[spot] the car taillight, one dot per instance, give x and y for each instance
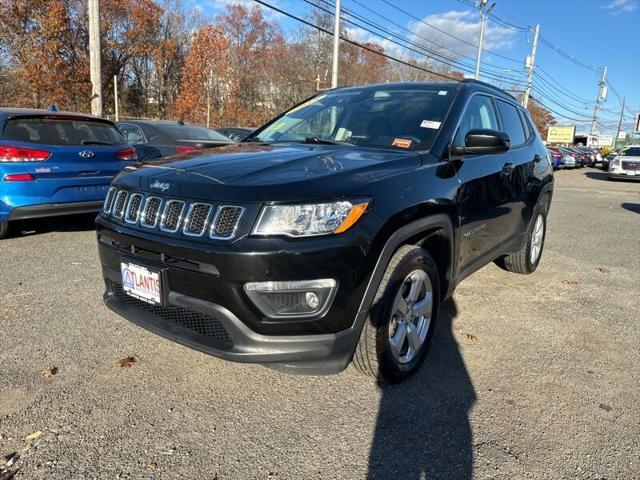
(127, 154)
(187, 149)
(19, 177)
(10, 154)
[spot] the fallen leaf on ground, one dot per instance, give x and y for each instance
(49, 372)
(605, 407)
(127, 362)
(8, 474)
(33, 436)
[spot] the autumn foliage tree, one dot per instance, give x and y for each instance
(204, 81)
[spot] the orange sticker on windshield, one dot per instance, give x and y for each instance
(401, 142)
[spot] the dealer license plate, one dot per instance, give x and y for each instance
(141, 282)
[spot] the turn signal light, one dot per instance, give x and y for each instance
(9, 154)
(19, 177)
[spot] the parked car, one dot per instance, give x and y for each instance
(568, 158)
(607, 159)
(237, 134)
(320, 239)
(56, 163)
(171, 138)
(626, 164)
(557, 158)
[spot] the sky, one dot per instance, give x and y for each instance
(577, 39)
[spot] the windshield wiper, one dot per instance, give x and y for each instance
(95, 142)
(324, 141)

━━━━━━━━━━━━━━━━━━━━━━━━━━━━━━

Pull out the lines of the listing starting at the line that contains "[spot] the dealer" and ending at the last line of the listing, including both, and reproduce them word for word with no changes.

> _Output of the task_:
[spot] the dealer license plate, one dot per instance, give x and y for each instance
(141, 282)
[spot] the turn signal light, one dot per instance, give x and y for each instance
(9, 154)
(19, 177)
[spot] the parked car, one dot per instance, give x and y for each instance
(568, 158)
(607, 159)
(237, 134)
(320, 239)
(56, 163)
(171, 138)
(626, 164)
(557, 158)
[spot] the sky, one dot per instance, give x and y for each instance
(577, 39)
[spot] the windshield wiper, one dot per instance, give x and y for each instance
(95, 142)
(324, 141)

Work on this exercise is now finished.